Collected data:
********************

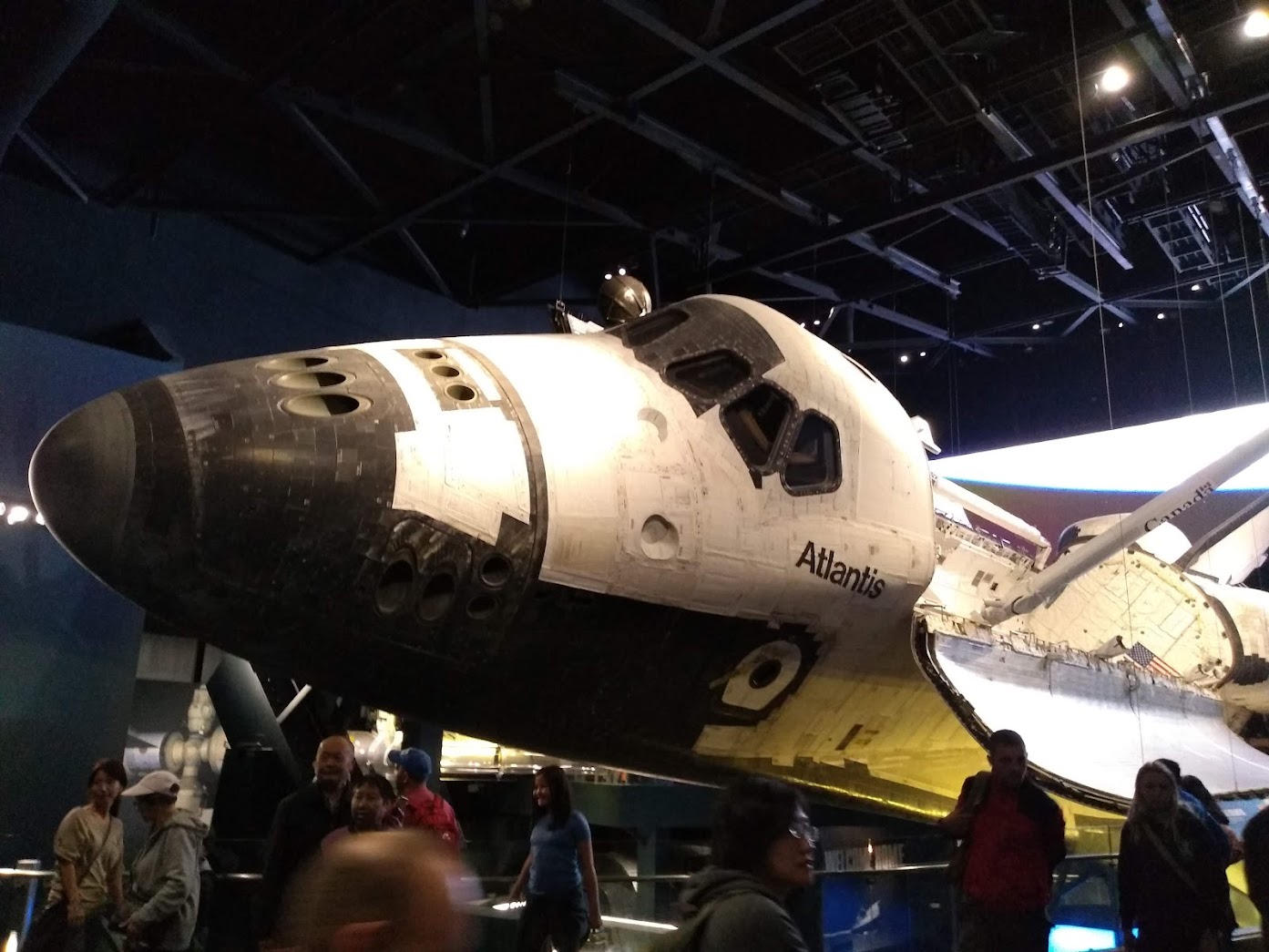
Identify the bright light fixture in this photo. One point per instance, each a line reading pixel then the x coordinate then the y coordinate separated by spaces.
pixel 1113 79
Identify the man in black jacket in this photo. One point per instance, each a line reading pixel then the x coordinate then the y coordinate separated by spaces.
pixel 1013 838
pixel 302 820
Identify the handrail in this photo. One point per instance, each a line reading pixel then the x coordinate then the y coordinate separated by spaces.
pixel 12 874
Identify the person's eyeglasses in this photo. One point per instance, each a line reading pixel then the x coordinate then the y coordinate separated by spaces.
pixel 804 830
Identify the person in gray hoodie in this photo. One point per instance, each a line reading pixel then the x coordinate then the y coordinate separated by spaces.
pixel 762 849
pixel 163 895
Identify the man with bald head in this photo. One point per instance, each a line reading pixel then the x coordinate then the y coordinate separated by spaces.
pixel 302 820
pixel 378 893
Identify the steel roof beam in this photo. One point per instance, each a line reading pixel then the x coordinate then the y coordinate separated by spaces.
pixel 702 158
pixel 917 325
pixel 1011 144
pixel 712 58
pixel 506 169
pixel 480 15
pixel 885 212
pixel 310 131
pixel 1182 87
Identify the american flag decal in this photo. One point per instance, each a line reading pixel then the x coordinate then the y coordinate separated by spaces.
pixel 1147 659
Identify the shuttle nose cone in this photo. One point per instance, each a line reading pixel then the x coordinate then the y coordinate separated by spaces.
pixel 81 478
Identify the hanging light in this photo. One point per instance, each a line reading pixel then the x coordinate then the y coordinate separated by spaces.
pixel 1113 79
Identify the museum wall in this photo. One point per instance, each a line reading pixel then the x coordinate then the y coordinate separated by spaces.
pixel 67 644
pixel 209 291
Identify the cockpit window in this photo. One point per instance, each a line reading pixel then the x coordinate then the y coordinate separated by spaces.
pixel 642 332
pixel 708 374
pixel 814 464
pixel 754 423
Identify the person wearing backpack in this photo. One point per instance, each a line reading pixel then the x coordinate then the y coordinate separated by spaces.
pixel 762 851
pixel 1172 890
pixel 1011 838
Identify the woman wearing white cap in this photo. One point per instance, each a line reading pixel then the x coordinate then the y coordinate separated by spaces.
pixel 163 896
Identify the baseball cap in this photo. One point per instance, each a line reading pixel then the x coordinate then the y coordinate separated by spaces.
pixel 158 782
pixel 414 762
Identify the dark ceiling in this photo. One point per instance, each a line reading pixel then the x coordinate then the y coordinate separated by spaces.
pixel 903 175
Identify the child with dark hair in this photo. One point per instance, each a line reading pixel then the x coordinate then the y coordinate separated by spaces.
pixel 762 849
pixel 560 864
pixel 372 803
pixel 89 851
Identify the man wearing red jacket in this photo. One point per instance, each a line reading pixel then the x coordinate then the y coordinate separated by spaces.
pixel 416 805
pixel 1013 838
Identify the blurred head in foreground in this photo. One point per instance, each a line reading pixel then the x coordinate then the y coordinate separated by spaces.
pixel 380 893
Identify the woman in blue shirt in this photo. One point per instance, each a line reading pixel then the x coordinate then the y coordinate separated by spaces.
pixel 558 864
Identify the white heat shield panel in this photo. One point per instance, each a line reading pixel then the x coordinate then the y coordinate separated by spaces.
pixel 1091 723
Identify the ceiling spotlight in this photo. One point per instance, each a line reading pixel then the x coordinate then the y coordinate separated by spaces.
pixel 1114 79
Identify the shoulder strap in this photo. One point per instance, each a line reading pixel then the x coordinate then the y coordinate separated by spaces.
pixel 1162 848
pixel 97 854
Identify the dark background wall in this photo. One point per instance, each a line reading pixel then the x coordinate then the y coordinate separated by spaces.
pixel 67 644
pixel 210 292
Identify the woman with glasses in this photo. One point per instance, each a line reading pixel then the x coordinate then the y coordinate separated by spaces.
pixel 562 900
pixel 762 851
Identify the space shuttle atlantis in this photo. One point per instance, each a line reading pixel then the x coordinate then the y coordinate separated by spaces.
pixel 700 542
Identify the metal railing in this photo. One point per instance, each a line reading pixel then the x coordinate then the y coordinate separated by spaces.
pixel 903 906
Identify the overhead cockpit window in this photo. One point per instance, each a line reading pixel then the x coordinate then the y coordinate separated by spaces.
pixel 643 330
pixel 814 464
pixel 710 374
pixel 755 422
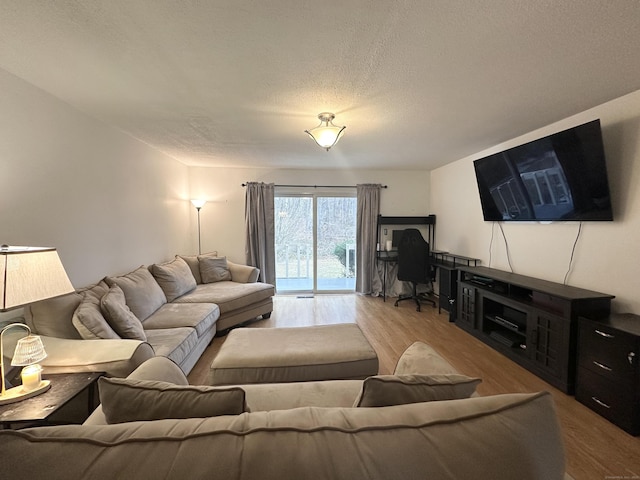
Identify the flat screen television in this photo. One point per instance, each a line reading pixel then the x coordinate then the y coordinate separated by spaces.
pixel 561 177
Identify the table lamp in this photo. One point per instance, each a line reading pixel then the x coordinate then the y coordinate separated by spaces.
pixel 27 275
pixel 29 351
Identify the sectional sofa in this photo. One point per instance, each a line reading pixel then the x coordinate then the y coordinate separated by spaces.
pixel 409 425
pixel 171 309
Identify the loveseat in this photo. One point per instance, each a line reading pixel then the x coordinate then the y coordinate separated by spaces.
pixel 265 432
pixel 171 309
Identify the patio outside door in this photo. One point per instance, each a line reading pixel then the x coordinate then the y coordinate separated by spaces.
pixel 315 242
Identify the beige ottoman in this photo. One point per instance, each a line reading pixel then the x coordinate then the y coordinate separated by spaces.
pixel 273 355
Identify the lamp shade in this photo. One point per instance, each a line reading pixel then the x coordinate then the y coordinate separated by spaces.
pixel 30 274
pixel 29 350
pixel 326 134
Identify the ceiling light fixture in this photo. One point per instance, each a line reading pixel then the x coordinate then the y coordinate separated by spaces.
pixel 326 134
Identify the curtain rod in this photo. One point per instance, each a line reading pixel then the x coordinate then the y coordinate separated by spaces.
pixel 317 186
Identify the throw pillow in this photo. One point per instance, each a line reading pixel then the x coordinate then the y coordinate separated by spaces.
pixel 144 295
pixel 89 321
pixel 175 278
pixel 213 269
pixel 120 317
pixel 127 400
pixel 387 390
pixel 194 264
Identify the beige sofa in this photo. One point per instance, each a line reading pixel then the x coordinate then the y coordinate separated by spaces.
pixel 167 309
pixel 497 437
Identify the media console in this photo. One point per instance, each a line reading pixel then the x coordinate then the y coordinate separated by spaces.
pixel 533 322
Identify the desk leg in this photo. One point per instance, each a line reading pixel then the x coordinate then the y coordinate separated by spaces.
pixel 384 283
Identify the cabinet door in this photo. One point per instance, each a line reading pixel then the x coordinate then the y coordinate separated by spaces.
pixel 466 306
pixel 548 343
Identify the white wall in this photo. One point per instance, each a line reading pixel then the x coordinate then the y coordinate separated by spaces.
pixel 222 219
pixel 108 202
pixel 606 257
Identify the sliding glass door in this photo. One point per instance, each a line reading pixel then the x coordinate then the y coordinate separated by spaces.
pixel 315 242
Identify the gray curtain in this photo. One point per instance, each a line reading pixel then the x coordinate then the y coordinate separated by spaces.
pixel 260 237
pixel 367 278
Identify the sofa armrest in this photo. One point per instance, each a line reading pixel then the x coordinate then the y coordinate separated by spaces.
pixel 114 357
pixel 155 369
pixel 243 273
pixel 422 359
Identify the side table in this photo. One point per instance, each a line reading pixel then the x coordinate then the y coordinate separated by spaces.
pixel 39 410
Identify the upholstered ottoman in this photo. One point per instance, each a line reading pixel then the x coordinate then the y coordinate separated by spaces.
pixel 275 355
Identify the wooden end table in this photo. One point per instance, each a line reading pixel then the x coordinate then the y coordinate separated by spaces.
pixel 38 410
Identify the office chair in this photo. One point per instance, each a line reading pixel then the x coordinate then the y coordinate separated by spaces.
pixel 414 265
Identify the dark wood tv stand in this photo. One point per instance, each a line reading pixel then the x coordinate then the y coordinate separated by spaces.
pixel 533 322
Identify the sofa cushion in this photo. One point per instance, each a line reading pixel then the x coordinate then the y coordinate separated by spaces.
pixel 229 296
pixel 119 316
pixel 95 292
pixel 213 269
pixel 142 293
pixel 53 317
pixel 387 390
pixel 174 343
pixel 201 316
pixel 501 437
pixel 194 264
pixel 90 322
pixel 127 400
pixel 175 278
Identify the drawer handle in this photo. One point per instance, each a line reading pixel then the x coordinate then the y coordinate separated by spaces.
pixel 604 367
pixel 600 402
pixel 604 334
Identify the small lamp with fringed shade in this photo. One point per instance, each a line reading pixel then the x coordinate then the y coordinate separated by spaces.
pixel 27 275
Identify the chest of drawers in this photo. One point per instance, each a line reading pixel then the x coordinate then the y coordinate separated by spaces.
pixel 608 379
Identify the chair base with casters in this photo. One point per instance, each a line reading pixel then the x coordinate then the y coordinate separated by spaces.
pixel 417 297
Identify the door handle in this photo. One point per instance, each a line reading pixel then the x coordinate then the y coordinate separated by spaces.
pixel 604 367
pixel 600 402
pixel 604 334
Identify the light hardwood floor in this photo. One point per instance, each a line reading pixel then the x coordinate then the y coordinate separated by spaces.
pixel 595 448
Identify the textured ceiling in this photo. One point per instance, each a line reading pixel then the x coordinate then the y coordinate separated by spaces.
pixel 235 83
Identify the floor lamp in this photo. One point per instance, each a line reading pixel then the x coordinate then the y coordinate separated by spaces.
pixel 199 204
pixel 27 275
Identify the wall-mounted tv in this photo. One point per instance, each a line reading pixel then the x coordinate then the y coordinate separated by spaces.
pixel 561 177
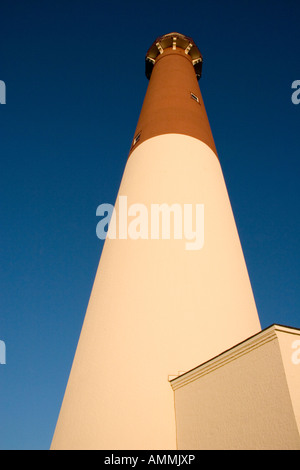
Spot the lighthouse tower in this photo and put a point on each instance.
(159, 306)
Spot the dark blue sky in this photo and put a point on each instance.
(74, 72)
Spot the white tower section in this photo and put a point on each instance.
(157, 308)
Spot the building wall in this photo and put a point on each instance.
(241, 400)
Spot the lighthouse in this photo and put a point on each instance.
(157, 308)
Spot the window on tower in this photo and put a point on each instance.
(195, 97)
(136, 139)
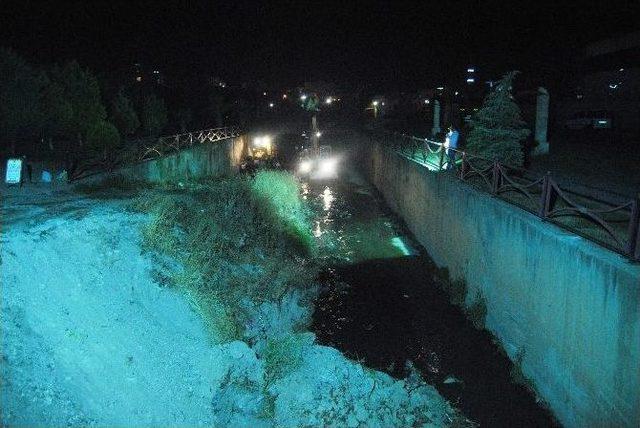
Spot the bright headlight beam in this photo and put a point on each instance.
(305, 166)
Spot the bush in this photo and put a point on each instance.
(283, 355)
(241, 242)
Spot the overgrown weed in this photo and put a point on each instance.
(241, 241)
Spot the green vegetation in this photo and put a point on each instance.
(241, 242)
(477, 311)
(112, 185)
(497, 129)
(283, 355)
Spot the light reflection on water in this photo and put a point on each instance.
(349, 225)
(327, 198)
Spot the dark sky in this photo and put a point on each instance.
(389, 44)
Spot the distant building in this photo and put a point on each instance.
(606, 89)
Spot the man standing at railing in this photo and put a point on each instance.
(450, 144)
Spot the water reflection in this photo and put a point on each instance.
(327, 198)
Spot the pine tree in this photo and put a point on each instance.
(497, 129)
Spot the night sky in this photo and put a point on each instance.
(389, 45)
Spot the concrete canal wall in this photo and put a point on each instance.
(566, 310)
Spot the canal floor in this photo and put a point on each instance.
(380, 305)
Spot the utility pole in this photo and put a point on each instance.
(315, 135)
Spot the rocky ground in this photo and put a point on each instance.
(92, 336)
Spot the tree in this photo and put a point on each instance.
(103, 137)
(183, 118)
(79, 89)
(21, 91)
(154, 115)
(123, 115)
(497, 129)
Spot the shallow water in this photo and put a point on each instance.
(381, 306)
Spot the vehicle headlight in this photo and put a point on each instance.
(328, 167)
(305, 166)
(262, 141)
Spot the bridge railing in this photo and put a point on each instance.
(612, 224)
(93, 162)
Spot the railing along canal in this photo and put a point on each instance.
(137, 151)
(614, 225)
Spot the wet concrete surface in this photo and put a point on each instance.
(380, 304)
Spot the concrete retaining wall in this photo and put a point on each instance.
(564, 308)
(202, 160)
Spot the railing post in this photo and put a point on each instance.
(495, 183)
(633, 236)
(545, 197)
(463, 165)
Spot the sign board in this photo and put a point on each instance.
(14, 171)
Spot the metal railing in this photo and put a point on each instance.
(93, 162)
(612, 224)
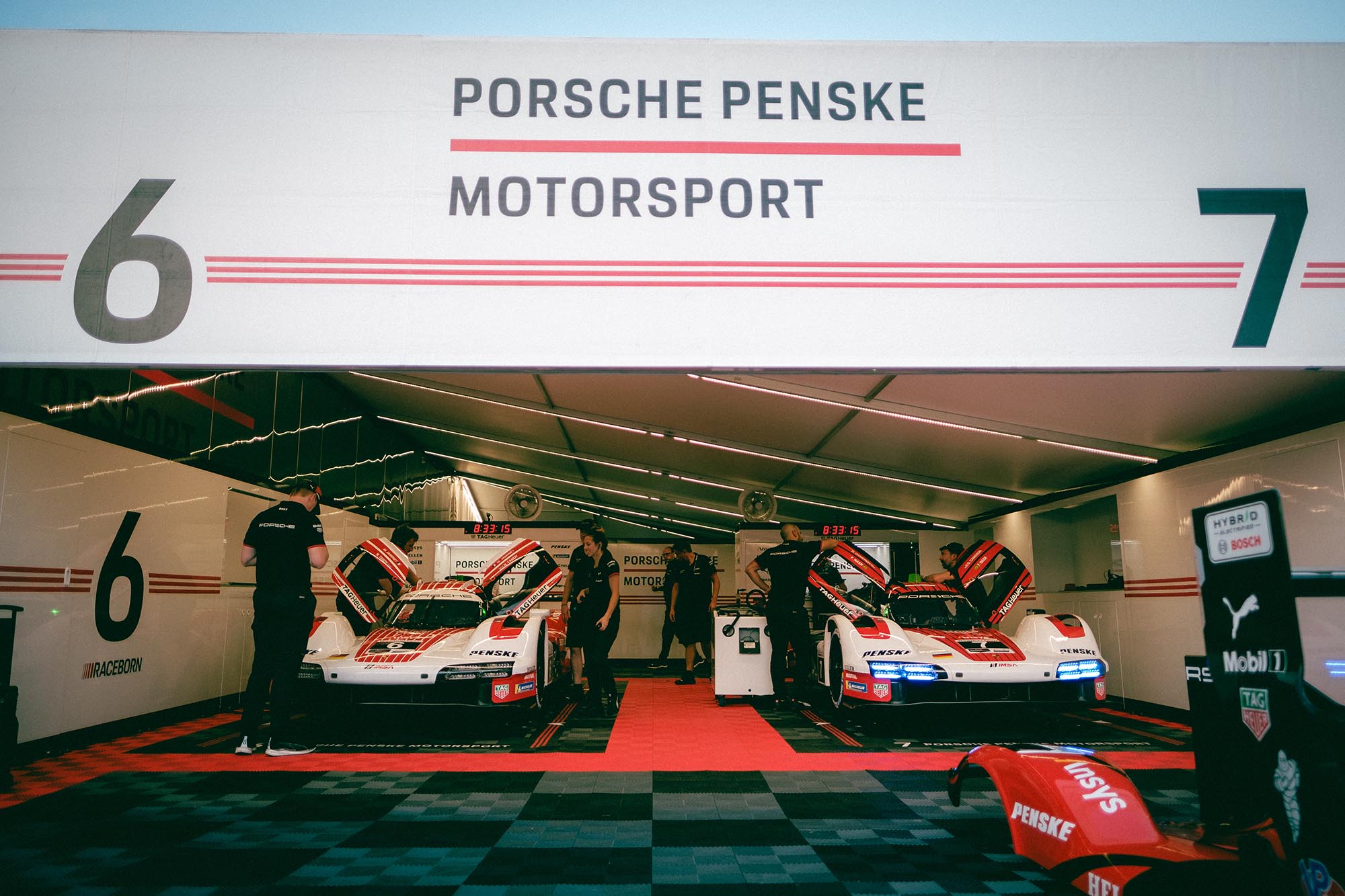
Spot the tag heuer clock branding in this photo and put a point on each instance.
(1256, 710)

********************

Convert the lines between the one containing "Identify the overhead" and the one containing "pixel 273 355", inclusive, into a numbered list, skipping blank lines. Omit the pictures.

1. Identify the overhead cockpit window in this photo. One point per instance, each a line reading pixel then the x coordinate then the y coordinate separated by spaces.
2. pixel 643 330
3. pixel 814 464
4. pixel 710 374
5. pixel 755 422
6. Identify the flat screen television in this photo. One point per instance, each a line reading pixel then the x coordinate then the y coordinate separated by spaces.
7. pixel 561 177
8. Identify the table lamp in this photo. One point per instance, each a line reading pixel then the x coordinate then the y coordinate separated by spaces.
9. pixel 27 275
10. pixel 29 351
11. Identify the sectional sofa in this photo. One point per instance, each a line reading pixel then the x coordinate then the y coordinate separated by spaces.
12. pixel 409 425
13. pixel 171 309
14. Identify the loveseat in this photo. One point per instance, each a line reading pixel then the x coordinate then the y coordinate separated by spaces.
15. pixel 265 432
16. pixel 171 309
17. Identify the patio outside door in this photo. One point per instance, each a line reading pixel then the x coordinate then the y coordinate separated by spaces.
18. pixel 315 242
19. Identify the beige ottoman in this photo. One point per instance, each a line reading pixel then the x coordinate then the y coordinate separated by spaces.
20. pixel 273 355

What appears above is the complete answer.